» Vorliegender Text

------------------------------------------------------------------------

Künstliche Intelligenz (KI) gegen Food Waste
Seit Jahren beklagen wir die Verschwendung von Lebensmitteln, das tonnenweise Wegwerfen nicht verkaufter Produkte in den Lebensmittelmärkten oder das gedankenlose Entsorgen von Food zuhause. Das Modell des Tech-Unternehmens «foodforecast» (foodforecast.com) aus Köln beinhaltet Künstliche Intelligenz für mehr Nachhaltigkeit. Es bietet Unternehmen der Lebensmittelproduktion eine Software auf Basis von Künstlicher Intelligenz (KI) an, die exakte Verkaufsprognosen liefert. Somit wird die optimale Bestellmenge ermittelt und nur noch das produziert, was auch tatsächlich verkauft wird.
«Warum wir?», fragt das Unternehmen auf seiner Homepage. «Weil foodforecast gemeinsam mit Ihnen ein nachhaltiges Ergebnis für Ihren Betrieb erzielt – wirtschaftlich, ökologisch und sozial. Gemeint sind damit bis zu 4 Prozent Umsatzzuwachs, rund 30 Prozent weniger Abfall, bis zu 100 Prozent Bestellautomatisierung.»
In diesem Beitrag habe ich mich auf einige Beispiele aus der Lebensmittelbranche beschränkt – mit dem Hintergedanken, dass dieser Sektor alle Menschen interessiert und dass mit dem technologischen Fortschritt in der Food-Produktion gleichzeitig ein nicht zu unterschätzender Beitrag zur Verbesserung der Klimabilanz ermöglicht wird. In einem späteren Artikel werde ich auf Innovationen und Start-ups aus anderen Sparten fokussieren.

------------------------------------------------------------------------

» Aufgabe a
Liste alle Zeilen der Einträge auf, in denen das Wort „white“ vorkommt.

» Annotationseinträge
------------------------------------------------------------------------

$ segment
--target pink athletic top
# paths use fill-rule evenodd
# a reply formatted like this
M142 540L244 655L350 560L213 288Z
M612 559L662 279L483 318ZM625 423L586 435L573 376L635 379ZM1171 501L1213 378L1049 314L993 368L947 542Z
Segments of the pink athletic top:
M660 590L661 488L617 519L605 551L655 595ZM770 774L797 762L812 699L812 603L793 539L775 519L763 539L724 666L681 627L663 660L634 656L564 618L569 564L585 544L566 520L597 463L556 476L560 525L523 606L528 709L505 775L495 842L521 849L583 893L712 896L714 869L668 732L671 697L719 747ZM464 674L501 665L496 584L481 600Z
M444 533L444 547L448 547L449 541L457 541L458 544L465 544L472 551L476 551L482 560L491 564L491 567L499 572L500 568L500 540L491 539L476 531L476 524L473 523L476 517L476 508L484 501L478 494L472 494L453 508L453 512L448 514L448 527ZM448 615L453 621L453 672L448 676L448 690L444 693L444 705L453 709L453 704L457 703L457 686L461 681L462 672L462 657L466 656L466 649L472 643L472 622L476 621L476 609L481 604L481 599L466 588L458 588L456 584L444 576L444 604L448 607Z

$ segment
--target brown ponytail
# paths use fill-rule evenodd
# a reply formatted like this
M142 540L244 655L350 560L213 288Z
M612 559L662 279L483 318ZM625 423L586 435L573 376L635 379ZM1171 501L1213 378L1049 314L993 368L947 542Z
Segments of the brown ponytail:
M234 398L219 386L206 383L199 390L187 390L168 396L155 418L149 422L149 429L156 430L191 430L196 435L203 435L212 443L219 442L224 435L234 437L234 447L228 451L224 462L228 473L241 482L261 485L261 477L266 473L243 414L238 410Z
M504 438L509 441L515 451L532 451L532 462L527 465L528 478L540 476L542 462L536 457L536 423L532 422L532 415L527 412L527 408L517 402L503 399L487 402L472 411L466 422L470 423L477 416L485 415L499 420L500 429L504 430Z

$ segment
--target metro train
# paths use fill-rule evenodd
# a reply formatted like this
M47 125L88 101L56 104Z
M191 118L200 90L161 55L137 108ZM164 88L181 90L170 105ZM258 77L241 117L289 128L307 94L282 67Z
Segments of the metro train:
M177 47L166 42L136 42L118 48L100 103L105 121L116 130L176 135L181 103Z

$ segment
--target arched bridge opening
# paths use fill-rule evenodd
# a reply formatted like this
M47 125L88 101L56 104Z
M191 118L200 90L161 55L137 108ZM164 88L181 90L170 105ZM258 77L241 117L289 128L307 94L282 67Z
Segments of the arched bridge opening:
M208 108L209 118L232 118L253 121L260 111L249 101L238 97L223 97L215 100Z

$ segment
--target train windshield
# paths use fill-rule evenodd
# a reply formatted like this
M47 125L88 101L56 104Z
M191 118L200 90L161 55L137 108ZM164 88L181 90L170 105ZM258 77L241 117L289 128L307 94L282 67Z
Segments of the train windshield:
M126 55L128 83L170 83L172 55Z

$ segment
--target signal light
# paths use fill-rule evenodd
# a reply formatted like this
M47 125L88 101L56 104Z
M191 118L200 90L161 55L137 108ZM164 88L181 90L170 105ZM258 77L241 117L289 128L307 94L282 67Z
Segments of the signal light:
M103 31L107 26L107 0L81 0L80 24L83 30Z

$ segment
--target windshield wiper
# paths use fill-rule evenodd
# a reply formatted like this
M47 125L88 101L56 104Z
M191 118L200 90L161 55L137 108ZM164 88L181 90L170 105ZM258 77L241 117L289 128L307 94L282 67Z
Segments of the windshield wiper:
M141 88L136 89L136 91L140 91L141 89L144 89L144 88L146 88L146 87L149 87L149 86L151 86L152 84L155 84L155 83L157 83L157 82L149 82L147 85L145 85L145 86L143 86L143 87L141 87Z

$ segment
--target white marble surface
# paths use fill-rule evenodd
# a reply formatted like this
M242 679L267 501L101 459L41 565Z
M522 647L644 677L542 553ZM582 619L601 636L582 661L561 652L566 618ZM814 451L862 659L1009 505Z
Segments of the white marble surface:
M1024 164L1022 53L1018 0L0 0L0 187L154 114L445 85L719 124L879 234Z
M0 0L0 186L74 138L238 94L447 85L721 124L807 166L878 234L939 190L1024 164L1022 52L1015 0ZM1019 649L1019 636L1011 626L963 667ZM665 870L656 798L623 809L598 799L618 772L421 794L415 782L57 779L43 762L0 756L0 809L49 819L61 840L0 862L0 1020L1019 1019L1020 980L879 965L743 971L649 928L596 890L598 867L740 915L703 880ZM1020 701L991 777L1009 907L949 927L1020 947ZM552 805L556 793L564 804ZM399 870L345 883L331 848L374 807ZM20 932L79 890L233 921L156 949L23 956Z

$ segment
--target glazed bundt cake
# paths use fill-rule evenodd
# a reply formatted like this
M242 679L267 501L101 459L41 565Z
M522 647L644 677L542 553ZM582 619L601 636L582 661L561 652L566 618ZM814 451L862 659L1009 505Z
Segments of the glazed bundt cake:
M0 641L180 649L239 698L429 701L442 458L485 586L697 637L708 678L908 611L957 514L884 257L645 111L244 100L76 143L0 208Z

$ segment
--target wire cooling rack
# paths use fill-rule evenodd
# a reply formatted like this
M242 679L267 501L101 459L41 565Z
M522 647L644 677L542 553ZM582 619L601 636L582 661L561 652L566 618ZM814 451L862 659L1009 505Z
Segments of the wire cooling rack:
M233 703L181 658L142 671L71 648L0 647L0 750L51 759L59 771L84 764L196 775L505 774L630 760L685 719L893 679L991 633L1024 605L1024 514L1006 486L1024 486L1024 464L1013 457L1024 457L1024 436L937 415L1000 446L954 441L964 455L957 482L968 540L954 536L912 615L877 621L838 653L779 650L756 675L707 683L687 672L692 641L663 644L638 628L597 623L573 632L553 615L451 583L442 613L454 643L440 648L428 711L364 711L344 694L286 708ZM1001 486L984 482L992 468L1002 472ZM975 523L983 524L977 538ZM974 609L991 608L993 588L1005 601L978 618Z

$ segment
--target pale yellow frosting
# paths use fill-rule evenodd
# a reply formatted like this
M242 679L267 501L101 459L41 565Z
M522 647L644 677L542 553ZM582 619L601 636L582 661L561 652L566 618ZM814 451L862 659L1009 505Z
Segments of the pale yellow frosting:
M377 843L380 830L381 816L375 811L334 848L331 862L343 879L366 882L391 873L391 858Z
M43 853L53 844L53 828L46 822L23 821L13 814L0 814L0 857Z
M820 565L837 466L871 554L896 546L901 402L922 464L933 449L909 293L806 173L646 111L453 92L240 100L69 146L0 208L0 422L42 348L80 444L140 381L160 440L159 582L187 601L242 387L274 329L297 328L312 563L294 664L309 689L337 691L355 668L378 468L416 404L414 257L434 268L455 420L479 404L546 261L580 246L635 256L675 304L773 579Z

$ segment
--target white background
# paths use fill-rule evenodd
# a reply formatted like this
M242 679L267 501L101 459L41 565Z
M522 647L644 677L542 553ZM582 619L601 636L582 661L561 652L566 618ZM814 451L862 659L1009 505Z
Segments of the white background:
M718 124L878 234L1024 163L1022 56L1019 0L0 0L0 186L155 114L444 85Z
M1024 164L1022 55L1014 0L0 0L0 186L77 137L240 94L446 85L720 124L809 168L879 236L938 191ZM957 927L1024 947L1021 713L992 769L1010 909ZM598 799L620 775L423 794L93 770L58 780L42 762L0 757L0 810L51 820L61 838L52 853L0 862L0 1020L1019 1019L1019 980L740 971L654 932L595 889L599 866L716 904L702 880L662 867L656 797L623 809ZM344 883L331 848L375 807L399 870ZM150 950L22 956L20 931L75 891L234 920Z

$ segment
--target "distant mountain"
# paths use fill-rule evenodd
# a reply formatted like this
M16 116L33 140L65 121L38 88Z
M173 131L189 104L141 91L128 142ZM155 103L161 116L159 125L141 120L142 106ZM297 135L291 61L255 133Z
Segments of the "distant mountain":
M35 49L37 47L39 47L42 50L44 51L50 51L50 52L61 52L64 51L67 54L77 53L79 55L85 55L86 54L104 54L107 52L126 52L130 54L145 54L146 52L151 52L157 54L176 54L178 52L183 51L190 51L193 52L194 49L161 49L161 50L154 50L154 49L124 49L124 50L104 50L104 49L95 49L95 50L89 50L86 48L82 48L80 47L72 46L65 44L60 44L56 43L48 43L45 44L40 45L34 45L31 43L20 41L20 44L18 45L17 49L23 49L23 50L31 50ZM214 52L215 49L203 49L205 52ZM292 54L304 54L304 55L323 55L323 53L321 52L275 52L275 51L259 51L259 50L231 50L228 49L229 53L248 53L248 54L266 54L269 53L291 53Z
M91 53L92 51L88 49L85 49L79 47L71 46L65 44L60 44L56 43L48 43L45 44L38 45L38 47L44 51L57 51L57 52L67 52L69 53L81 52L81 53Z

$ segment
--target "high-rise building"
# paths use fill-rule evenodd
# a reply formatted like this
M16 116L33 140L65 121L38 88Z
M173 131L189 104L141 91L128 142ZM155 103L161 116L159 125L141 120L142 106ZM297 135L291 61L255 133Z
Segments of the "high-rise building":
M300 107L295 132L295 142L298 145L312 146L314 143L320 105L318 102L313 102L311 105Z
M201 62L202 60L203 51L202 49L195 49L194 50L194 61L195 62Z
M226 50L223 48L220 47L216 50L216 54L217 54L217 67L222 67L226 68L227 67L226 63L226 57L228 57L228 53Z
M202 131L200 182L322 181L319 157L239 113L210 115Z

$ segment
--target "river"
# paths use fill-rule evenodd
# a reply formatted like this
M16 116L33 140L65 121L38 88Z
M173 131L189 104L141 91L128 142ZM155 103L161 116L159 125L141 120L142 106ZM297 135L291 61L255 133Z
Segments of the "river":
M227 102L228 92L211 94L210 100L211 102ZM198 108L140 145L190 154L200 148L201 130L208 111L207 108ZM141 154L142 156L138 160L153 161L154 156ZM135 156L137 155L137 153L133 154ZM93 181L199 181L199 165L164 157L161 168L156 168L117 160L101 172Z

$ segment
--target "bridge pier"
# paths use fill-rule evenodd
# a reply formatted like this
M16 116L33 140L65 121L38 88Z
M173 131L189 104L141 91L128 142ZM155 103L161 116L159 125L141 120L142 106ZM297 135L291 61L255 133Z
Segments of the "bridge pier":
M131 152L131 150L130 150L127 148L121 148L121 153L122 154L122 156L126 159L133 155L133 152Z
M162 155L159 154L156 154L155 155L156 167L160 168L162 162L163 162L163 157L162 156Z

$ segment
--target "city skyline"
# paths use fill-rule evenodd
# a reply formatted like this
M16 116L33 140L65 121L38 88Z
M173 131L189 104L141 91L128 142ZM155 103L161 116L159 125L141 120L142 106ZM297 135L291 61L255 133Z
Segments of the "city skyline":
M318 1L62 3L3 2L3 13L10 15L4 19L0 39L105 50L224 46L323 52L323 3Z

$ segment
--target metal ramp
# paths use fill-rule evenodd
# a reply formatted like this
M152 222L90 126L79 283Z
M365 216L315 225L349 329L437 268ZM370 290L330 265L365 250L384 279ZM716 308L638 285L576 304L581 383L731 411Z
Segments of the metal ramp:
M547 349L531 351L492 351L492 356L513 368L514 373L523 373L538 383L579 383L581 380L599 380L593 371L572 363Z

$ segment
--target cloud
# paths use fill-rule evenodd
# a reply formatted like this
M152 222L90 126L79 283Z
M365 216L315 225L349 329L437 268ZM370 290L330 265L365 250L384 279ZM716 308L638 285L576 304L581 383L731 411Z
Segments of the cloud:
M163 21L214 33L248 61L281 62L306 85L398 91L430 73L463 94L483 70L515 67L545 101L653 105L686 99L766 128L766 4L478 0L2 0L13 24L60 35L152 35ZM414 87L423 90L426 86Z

------------------------------------------------------------------------

» Aufgabe b
Übersetze den Satz „Somit wird die optimale Bestellmenge ermittelt und nur noch das produziert, was auch tatsächlich verkauft wird.“ aus dem Text über Künstliche Intelligenz gegen Food Waste ins Englische.

» Richtiges Ergebnis a
--target white marble surface
Segments of the white marble surface:
--target white background
Segments of the white background:

» Richtiges Ergebnis b
In this way, the optimal order quantity is determined and only what is actually sold gets produced.